++++ Record set ++++

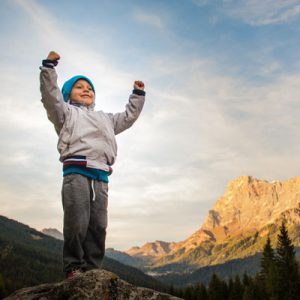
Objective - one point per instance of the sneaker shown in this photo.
(73, 273)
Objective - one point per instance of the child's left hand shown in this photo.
(139, 85)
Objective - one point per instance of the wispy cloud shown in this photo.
(151, 19)
(256, 12)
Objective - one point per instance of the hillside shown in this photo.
(29, 257)
(236, 227)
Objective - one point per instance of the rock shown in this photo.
(95, 284)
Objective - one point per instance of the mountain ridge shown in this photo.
(244, 214)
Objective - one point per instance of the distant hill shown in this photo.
(29, 257)
(53, 232)
(236, 227)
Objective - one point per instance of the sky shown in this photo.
(222, 101)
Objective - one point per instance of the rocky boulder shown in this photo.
(95, 284)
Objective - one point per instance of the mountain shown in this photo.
(28, 257)
(151, 250)
(54, 233)
(237, 226)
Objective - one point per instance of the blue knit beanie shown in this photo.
(68, 85)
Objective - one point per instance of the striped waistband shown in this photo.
(80, 162)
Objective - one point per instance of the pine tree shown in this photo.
(237, 289)
(2, 287)
(201, 293)
(286, 262)
(269, 272)
(216, 289)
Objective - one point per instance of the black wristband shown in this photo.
(139, 92)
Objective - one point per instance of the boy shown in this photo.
(88, 149)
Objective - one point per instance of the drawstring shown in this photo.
(93, 189)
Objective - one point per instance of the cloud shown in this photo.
(255, 12)
(259, 13)
(151, 19)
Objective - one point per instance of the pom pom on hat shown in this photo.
(68, 85)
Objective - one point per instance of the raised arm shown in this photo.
(124, 120)
(51, 95)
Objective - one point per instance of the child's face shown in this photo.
(82, 92)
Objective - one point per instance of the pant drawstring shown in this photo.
(93, 189)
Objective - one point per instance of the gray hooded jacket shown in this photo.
(83, 131)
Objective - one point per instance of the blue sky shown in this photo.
(222, 83)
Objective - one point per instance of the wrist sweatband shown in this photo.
(139, 92)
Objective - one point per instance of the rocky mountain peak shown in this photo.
(249, 204)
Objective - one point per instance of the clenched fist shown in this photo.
(53, 56)
(139, 85)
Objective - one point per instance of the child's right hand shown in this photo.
(53, 56)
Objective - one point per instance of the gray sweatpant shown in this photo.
(85, 221)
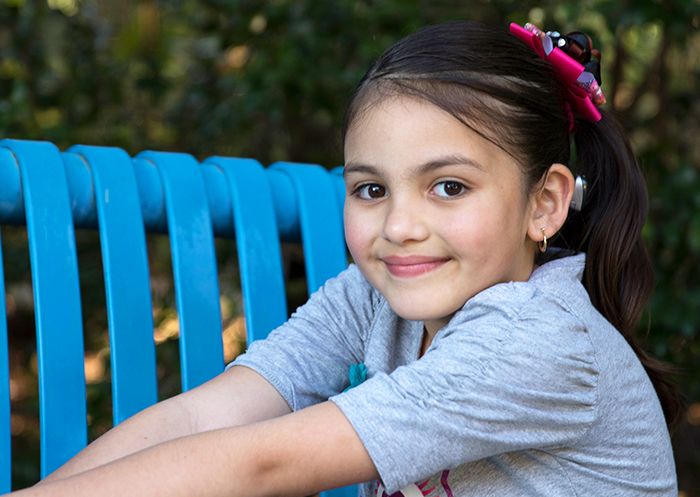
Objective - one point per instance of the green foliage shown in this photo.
(269, 80)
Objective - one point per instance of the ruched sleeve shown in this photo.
(512, 370)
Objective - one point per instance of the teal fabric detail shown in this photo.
(357, 374)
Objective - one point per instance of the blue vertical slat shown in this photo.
(257, 239)
(127, 282)
(194, 267)
(5, 427)
(325, 254)
(322, 236)
(63, 415)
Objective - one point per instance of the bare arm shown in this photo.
(298, 454)
(237, 397)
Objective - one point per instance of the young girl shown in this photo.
(492, 305)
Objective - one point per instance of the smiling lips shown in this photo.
(412, 266)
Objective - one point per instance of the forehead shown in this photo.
(402, 134)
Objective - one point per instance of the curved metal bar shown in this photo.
(150, 187)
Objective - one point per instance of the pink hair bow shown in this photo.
(583, 89)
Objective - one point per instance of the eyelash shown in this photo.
(462, 188)
(358, 191)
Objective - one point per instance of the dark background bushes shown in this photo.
(269, 80)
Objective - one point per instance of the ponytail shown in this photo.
(516, 101)
(618, 275)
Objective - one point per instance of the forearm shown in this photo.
(159, 423)
(239, 396)
(297, 454)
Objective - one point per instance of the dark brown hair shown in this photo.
(500, 88)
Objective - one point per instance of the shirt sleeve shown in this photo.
(307, 359)
(494, 380)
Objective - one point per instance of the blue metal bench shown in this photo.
(104, 188)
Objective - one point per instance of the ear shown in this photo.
(551, 202)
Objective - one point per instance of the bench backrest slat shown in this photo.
(194, 267)
(5, 423)
(57, 304)
(104, 188)
(127, 280)
(257, 240)
(321, 224)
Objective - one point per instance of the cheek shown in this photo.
(356, 233)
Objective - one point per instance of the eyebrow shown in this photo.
(447, 160)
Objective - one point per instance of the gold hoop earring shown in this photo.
(543, 243)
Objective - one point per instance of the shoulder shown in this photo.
(350, 286)
(534, 333)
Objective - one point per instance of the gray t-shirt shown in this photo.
(527, 391)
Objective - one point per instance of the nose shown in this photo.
(404, 222)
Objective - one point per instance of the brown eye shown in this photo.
(372, 191)
(449, 189)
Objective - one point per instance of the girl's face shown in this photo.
(434, 213)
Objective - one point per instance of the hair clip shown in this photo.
(580, 191)
(569, 54)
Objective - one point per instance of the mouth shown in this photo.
(412, 266)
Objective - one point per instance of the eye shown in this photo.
(449, 189)
(371, 191)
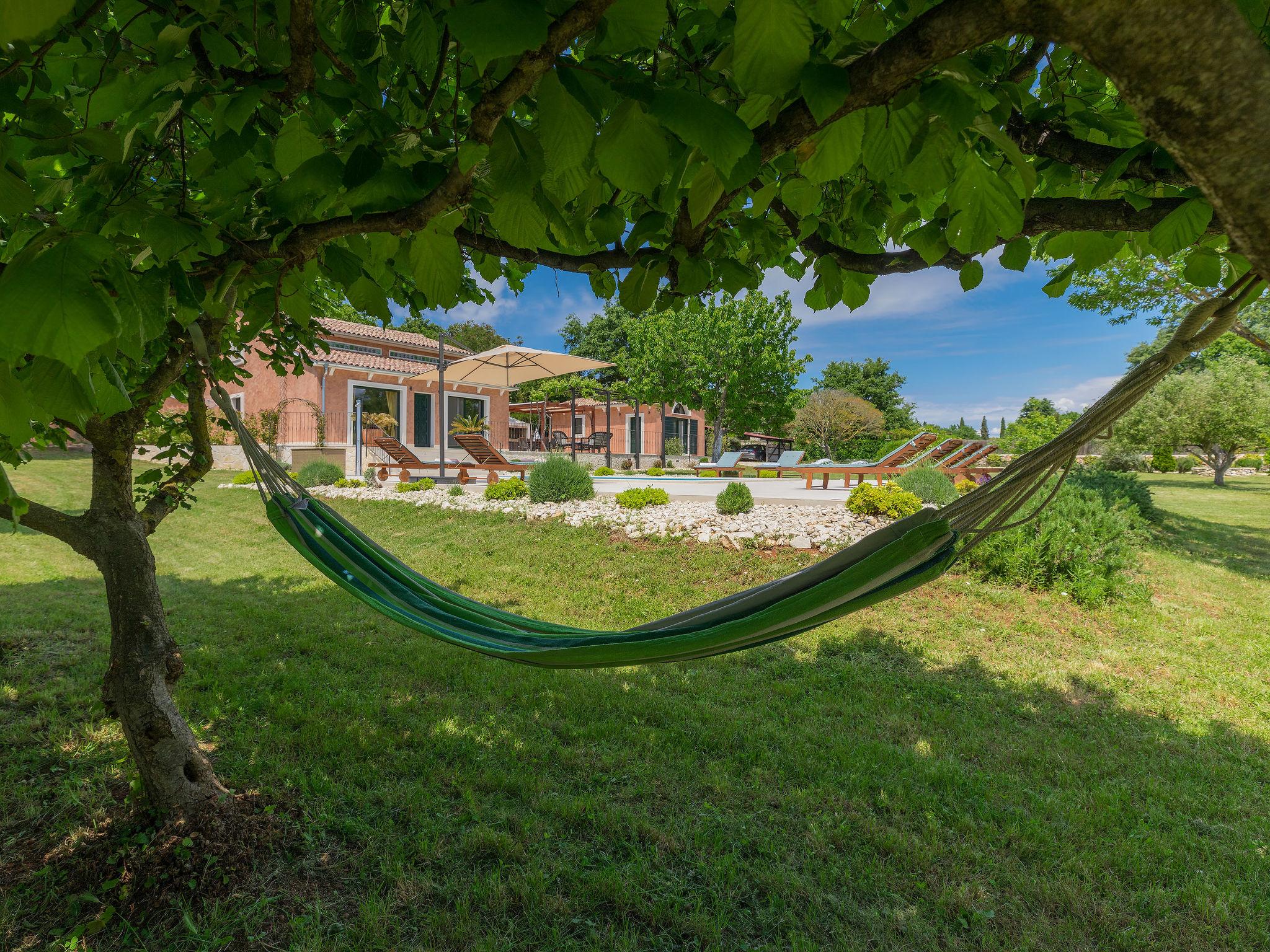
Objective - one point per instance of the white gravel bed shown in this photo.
(762, 527)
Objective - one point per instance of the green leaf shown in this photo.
(631, 150)
(929, 242)
(31, 19)
(888, 138)
(1055, 286)
(630, 24)
(825, 88)
(1181, 227)
(17, 197)
(771, 45)
(801, 196)
(518, 220)
(564, 127)
(950, 102)
(704, 192)
(495, 29)
(294, 146)
(1203, 268)
(51, 305)
(16, 409)
(437, 265)
(985, 127)
(700, 122)
(836, 149)
(638, 289)
(985, 207)
(368, 298)
(1016, 254)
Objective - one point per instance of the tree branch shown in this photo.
(1042, 140)
(607, 259)
(55, 523)
(1042, 215)
(45, 47)
(169, 494)
(304, 40)
(454, 188)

++++

*Task goal*:
Starting with the line that contains "Objective - one point per instance of the gray t-shirt" and going on through the end of the items, write those lines out again with "Objective" changed to "Goal" and everything else left as it is. Leave the pictures out of your answer.

*Solved problem*:
Goal - one point per instance of the gray t-shirt shown in this photo.
(527, 391)
Goal - one point per instance of the nose shown in this photo.
(404, 222)
Goal - one point per instance of the brown eye shown in this photo.
(372, 191)
(449, 189)
Goal - one point per instance of the girl's face shown in this photo.
(434, 213)
Goal - one point per instance of the hair clip shown in this photo.
(580, 191)
(569, 54)
Goal - one point per instance of the mouth shown in this photo.
(412, 266)
Goal - one point per instance of the eye shown in this photo.
(449, 189)
(371, 191)
Goal - one point per instance of the white gravel bed shown in this photo.
(762, 527)
Goal - one point per instance of the green leaf shown in this photo.
(631, 150)
(929, 242)
(31, 19)
(888, 138)
(1055, 286)
(630, 24)
(825, 88)
(1181, 227)
(17, 197)
(771, 45)
(801, 196)
(518, 220)
(564, 127)
(950, 102)
(704, 192)
(495, 29)
(294, 146)
(1203, 268)
(51, 305)
(16, 409)
(437, 265)
(985, 127)
(700, 122)
(836, 149)
(638, 289)
(985, 207)
(368, 298)
(1016, 254)
Goal - one point per instance of the tree branch shown in this photo.
(1042, 140)
(607, 259)
(55, 523)
(1042, 215)
(45, 47)
(169, 494)
(304, 40)
(454, 188)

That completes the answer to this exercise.